→ **Data for review**

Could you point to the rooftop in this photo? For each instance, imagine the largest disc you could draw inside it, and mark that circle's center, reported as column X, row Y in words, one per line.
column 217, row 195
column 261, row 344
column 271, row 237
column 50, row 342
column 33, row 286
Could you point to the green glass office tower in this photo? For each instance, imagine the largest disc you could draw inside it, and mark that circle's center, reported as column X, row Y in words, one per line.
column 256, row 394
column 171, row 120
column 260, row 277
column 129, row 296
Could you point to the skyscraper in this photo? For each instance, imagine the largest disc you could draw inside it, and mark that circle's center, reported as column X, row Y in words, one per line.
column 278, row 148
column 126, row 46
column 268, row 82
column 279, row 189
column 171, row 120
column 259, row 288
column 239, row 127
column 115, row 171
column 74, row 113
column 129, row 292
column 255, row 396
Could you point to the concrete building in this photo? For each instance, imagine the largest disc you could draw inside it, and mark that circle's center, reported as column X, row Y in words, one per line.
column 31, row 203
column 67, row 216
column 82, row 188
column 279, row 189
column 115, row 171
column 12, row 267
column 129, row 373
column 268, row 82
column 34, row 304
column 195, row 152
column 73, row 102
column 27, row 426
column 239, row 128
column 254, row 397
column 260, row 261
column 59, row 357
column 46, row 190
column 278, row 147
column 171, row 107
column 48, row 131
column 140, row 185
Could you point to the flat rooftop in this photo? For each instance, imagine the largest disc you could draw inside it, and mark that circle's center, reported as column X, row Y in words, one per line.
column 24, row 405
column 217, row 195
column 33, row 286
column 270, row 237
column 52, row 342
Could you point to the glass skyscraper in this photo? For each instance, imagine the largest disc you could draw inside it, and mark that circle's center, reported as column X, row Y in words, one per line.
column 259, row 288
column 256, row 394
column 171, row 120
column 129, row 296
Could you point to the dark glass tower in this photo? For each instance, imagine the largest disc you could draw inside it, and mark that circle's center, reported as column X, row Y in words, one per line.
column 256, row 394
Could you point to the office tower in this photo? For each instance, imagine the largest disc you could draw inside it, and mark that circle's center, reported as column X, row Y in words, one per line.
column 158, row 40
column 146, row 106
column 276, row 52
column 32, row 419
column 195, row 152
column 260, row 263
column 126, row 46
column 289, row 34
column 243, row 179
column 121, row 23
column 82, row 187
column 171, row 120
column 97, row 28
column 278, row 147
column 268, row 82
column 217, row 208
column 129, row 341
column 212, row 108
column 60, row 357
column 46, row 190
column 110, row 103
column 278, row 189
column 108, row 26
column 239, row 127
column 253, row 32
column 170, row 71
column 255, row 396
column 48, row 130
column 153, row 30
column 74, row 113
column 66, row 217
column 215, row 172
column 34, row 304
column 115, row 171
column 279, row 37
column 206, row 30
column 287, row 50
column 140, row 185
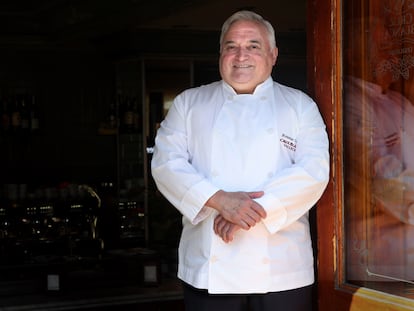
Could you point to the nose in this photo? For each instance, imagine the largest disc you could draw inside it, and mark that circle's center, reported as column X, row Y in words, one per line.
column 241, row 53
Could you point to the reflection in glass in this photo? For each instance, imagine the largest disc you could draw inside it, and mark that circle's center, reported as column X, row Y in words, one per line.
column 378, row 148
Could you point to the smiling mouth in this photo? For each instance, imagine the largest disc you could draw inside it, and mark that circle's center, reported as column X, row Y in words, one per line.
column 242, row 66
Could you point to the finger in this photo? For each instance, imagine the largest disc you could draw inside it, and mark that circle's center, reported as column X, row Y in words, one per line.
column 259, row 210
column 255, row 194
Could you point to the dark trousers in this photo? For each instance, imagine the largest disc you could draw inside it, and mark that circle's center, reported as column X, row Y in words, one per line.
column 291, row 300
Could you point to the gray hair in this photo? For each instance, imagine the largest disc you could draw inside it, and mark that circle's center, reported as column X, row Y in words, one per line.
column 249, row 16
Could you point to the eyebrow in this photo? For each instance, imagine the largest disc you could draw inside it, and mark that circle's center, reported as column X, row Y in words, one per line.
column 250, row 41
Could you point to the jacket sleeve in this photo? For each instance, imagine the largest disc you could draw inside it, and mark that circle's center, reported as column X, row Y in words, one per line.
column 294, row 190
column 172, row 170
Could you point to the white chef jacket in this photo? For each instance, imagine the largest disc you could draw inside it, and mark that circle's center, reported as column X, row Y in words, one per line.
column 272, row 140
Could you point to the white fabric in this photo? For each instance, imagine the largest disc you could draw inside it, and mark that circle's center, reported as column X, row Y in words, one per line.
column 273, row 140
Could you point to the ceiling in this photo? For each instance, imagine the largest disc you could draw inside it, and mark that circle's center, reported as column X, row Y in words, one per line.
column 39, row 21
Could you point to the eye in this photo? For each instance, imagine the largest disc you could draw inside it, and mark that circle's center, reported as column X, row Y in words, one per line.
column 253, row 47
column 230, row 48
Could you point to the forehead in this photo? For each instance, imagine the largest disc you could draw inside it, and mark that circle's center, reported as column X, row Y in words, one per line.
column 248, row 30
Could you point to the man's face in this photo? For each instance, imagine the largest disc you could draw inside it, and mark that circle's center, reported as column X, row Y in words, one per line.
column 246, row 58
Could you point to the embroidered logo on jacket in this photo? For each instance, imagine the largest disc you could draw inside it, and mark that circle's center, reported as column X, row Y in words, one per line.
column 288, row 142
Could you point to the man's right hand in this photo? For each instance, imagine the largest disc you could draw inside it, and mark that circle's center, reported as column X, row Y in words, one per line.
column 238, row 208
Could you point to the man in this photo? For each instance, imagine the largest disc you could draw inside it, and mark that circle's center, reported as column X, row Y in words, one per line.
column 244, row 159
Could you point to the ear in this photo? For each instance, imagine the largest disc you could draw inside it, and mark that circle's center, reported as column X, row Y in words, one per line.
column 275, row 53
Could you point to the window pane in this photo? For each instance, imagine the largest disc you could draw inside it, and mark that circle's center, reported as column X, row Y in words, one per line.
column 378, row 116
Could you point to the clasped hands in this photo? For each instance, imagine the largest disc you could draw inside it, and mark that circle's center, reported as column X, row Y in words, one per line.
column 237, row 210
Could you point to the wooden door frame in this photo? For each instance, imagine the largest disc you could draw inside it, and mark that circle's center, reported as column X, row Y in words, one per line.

→ **What needs to be done**
Print every line above once more, exactly. Omit the pictures.

→ **Your solution**
Could you point to the rooftop in this photo? For each instance, imagine the largest disc you could draw inside it, and mark that circle's center, reported as column X, row Y in words, one per line.
column 217, row 195
column 261, row 344
column 271, row 237
column 50, row 342
column 33, row 286
Could you point to the green glass office tower in this photo? For each instance, imagine the largest disc you could draw inside it, and mark that circle's center, reported as column X, row Y in words, one per line.
column 256, row 394
column 171, row 120
column 260, row 277
column 129, row 296
Could you point to the skyscraper in this photo? For each instance, imagine the largest disc you could draw inside it, and mark that circle's center, reported as column X, row Y in words, one per line.
column 278, row 148
column 126, row 46
column 268, row 82
column 279, row 189
column 171, row 120
column 259, row 288
column 239, row 127
column 115, row 171
column 74, row 113
column 129, row 292
column 255, row 396
Could you point to the concrete building in this photo? For each instance, imagine the largest disc you could draw inside it, and mark that circle's center, reported as column X, row Y in words, one per line.
column 31, row 203
column 67, row 216
column 82, row 188
column 279, row 189
column 115, row 171
column 12, row 267
column 129, row 373
column 268, row 82
column 34, row 304
column 195, row 152
column 73, row 102
column 27, row 426
column 239, row 128
column 254, row 397
column 260, row 261
column 59, row 357
column 46, row 190
column 278, row 147
column 171, row 107
column 48, row 131
column 140, row 185
Could you point to the flat rooftop in this photo? For each instance, imagine the largest disc you could draw inside it, and mark that circle's center, reported as column X, row Y in words, one per line.
column 24, row 405
column 217, row 195
column 33, row 286
column 270, row 237
column 52, row 342
Could you point to the glass skyscraper in this photo? For each instance, imagine the largest disc you could draw inside it, and mark that circle's center, reported as column X, row Y in words, one per line.
column 259, row 288
column 256, row 394
column 171, row 120
column 129, row 296
Could you point to the dark glass tower in this photo? For each instance, imagine the largest disc you could draw inside it, and mark that circle's center, reported as column X, row Y in words, one per line.
column 256, row 394
Could you point to the office tower in this photo? For each instance, imagine the largest disc you could draw inside it, and mark that circle's center, reported as column X, row Y in words, one per line.
column 158, row 40
column 146, row 106
column 276, row 52
column 32, row 419
column 195, row 152
column 260, row 263
column 126, row 46
column 289, row 34
column 243, row 179
column 121, row 23
column 82, row 187
column 171, row 120
column 97, row 28
column 278, row 147
column 268, row 82
column 217, row 208
column 129, row 341
column 212, row 108
column 60, row 357
column 46, row 190
column 110, row 103
column 278, row 189
column 108, row 26
column 239, row 127
column 253, row 32
column 170, row 71
column 255, row 396
column 48, row 130
column 153, row 30
column 74, row 113
column 66, row 217
column 215, row 172
column 34, row 304
column 115, row 171
column 279, row 37
column 206, row 30
column 287, row 50
column 140, row 185
Could you point to the nose in this photo? For each instance, imagine the largest disc you could draw inside it, and mark that circle's center, reported as column X, row Y in words, one per line.
column 241, row 53
Could you point to the reflection in glass in this photo? For each instance, imagine the largest disc you could draw inside it, and mark that circle's center, reported as column X, row Y in words, one per line.
column 378, row 148
Could you point to the smiling mouth in this photo? For each instance, imagine the largest disc you could draw inside it, and mark that circle's center, reported as column X, row Y in words, one per line.
column 242, row 66
Could you point to the finger in this photo? For each instance, imagine the largest disc you could draw inside it, and mark that circle's center, reported as column X, row Y in words, one per line.
column 259, row 210
column 255, row 194
Could you point to the dark trousers in this photo? For each instance, imagine the largest disc you could draw inside it, and mark that circle's center, reported as column X, row Y in words, one per line.
column 291, row 300
Could you point to the gray hair in this photo? For each instance, imagine the largest disc you could draw inside it, and mark that circle's center, reported as column X, row Y in words, one per line.
column 249, row 16
Could you point to the eyebrow in this photo? For each instance, imagine the largest disc you could draw inside it, and mark that circle's center, reported as column X, row Y in words, one per line.
column 250, row 41
Could you point to the jacket sleeve in this photo? For each instance, imagine the largest disc you could draw inside it, and mark that circle's center, reported as column X, row Y in words, one per line.
column 294, row 190
column 172, row 170
Could you point to the white chef jacket in this photo? For each instance, imagine the largest disc you could draw inside it, and mark that circle's center, reported as column X, row Y in words, one per line.
column 272, row 140
Could you point to the white fabric in this photo? For each instance, imagine the largest disc you could draw inside it, and mark that circle's center, reported as column X, row Y in words, one per line.
column 273, row 140
Could you point to the ceiling in this photo? For each instance, imagine the largest disc you could draw inside it, and mark that circle's center, reported as column X, row Y in words, one per line.
column 39, row 21
Could you point to the eye in this photo? For each instance, imagine the largest disc you could draw inside it, and mark that circle's center, reported as column X, row Y in words, one per line.
column 253, row 47
column 230, row 48
Could you point to the forehead in this photo? For each instance, imagine the largest disc you could draw inside it, and mark that circle's center, reported as column X, row Y in words, one per line.
column 248, row 30
Could you point to the man's face in this photo? For each instance, imagine the largest disc you could draw inside it, and mark that circle's center, reported as column X, row Y in words, one per line.
column 246, row 58
Could you point to the embroidered logo on jacket in this photo? For each instance, imagine the largest disc you could draw inside it, and mark that circle's center, reported as column X, row Y in words, one per line.
column 288, row 142
Could you point to the man's right hand in this photo? For each instance, imagine the largest disc you could draw inside it, and mark that circle's center, reported as column X, row Y in words, one per line.
column 238, row 208
Could you point to the man in this photo? For each instance, imagine the largest disc you could draw inside it, and mark that circle's center, reported as column X, row Y in words, one per line.
column 244, row 159
Could you point to the ear in this photo? For each instance, imagine the largest disc you could draw inside it, and mark that circle's center, reported as column X, row Y in words, one per line.
column 275, row 53
Could you point to the window pane in this photo? For each instance, imagine the largest disc you could draw inside it, and mark that circle's center, reported as column X, row Y in words, one per line.
column 378, row 116
Could you point to the clasped hands in this photo? For each instance, imagine the largest disc you could draw inside it, and mark that circle's center, reported as column X, row Y in words, one per line.
column 237, row 210
Could you point to the wooden door frame in this photo? For each instance, imagine the largest disc you could draw inside it, and mark that circle's center, reported as column X, row Y in words, one per line.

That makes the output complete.